- Exercise brief
Output each record below exactly, and include all of them.

-- Source data follows --

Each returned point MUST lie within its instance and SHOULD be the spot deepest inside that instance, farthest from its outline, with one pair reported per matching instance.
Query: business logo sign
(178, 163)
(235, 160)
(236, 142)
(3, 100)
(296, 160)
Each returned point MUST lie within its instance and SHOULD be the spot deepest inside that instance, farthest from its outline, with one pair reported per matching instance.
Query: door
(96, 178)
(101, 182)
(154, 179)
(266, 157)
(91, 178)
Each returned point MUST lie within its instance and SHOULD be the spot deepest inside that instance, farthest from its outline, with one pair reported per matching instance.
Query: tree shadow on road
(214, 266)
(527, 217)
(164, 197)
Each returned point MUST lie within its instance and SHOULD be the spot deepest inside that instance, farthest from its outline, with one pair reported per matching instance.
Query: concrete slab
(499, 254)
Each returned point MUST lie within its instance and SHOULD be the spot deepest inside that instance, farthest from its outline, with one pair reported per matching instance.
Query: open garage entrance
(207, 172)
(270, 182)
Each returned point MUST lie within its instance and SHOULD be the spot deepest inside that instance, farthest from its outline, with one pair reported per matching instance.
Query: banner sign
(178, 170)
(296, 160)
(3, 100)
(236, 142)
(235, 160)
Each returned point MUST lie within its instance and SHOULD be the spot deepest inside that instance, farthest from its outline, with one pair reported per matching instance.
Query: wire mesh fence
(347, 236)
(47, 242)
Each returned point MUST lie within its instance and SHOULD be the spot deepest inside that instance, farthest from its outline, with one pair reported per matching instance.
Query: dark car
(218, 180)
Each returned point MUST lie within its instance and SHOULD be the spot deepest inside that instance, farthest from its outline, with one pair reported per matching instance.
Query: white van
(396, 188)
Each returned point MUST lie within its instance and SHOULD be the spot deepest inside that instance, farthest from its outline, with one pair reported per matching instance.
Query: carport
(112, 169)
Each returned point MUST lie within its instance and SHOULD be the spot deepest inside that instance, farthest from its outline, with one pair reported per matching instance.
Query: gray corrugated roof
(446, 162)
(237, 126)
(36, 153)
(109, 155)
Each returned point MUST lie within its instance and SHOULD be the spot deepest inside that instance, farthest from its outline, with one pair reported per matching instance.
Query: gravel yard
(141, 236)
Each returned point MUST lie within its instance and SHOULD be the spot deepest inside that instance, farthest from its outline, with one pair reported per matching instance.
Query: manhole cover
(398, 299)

-- Source data concluded --

- Response to this task
Each returned point MUST lie within its instance and SHOULD be the spot deepest inside that instance, farthest from its outline, with one pair reported per matching instance.
Query: business logo sign
(178, 163)
(235, 160)
(236, 142)
(3, 100)
(296, 160)
Each returned point MUST lie within its instance and SHOULD be the spot deepest inside that instance, farthest from its outline, with one pair reported per matching instance.
Query: door
(96, 178)
(101, 182)
(154, 179)
(266, 157)
(91, 178)
Each returned point MUST lie within its instance and SHOULD be the spot deepest inside that instance, farthest from its outline, with one pair reported per matching instance.
Query: tree shadow on road
(214, 266)
(527, 217)
(164, 197)
Each returned point MUST lie within its instance and SHOULD be the spot deepest inside that instance, farthest from its outline, with one pair reported per matching instance.
Query: concrete slab
(499, 254)
Each returned point MUST lie within its instance and SHOULD be the spot deepest inside that instance, farthest from its outline, with one pair reported per matching instance.
Query: open garage entrance
(207, 172)
(270, 182)
Each returned point MUST lie within its instance and SHOULD be the spot deepest inside that instance, farthest from its outline, with one pair reported per matching instance.
Query: banner sign
(178, 170)
(296, 160)
(3, 100)
(236, 142)
(235, 160)
Each returned point MUST lie within its instance and SHOULD be the spot deepest inside that instance, farthest from its outline, with one pair reported per matching instance.
Query: wire mesh fence
(347, 236)
(47, 242)
Each returned point MUST lie within its instance and SHOULD be the spot deepest inside that instance, farthest from its outline, with one pair reported per matching instance.
Query: dark car
(218, 180)
Each returned point MUST lie within its instance and SHOULD be the spot deepest inside that instance, farthest from its outline, with one pair reported per matching instance.
Query: white van
(396, 188)
Each returned point MUST lie within its instance and SHOULD be the spot deepest inside that instance, farthest from its outline, with one pair reported per matching instance.
Query: carport
(112, 169)
Each returned point MUST lie within its instance and SHOULD be the spot deepest inside that instance, farthest from its outline, with one pair reported per matching instance.
Query: gray corrugated roof
(446, 162)
(237, 126)
(36, 153)
(109, 155)
Each returned point MUST lie within its instance and SHOULD be the spot deepest inside that instance, farthest from its outline, with one pair reported per matching instance.
Query: gravel yard
(141, 236)
Each returned point MUST lie within its instance and SHOULD be the spot deepest inside that instance, farthest from its outline, with one pair reported per matching instance.
Query: manhole cover
(398, 299)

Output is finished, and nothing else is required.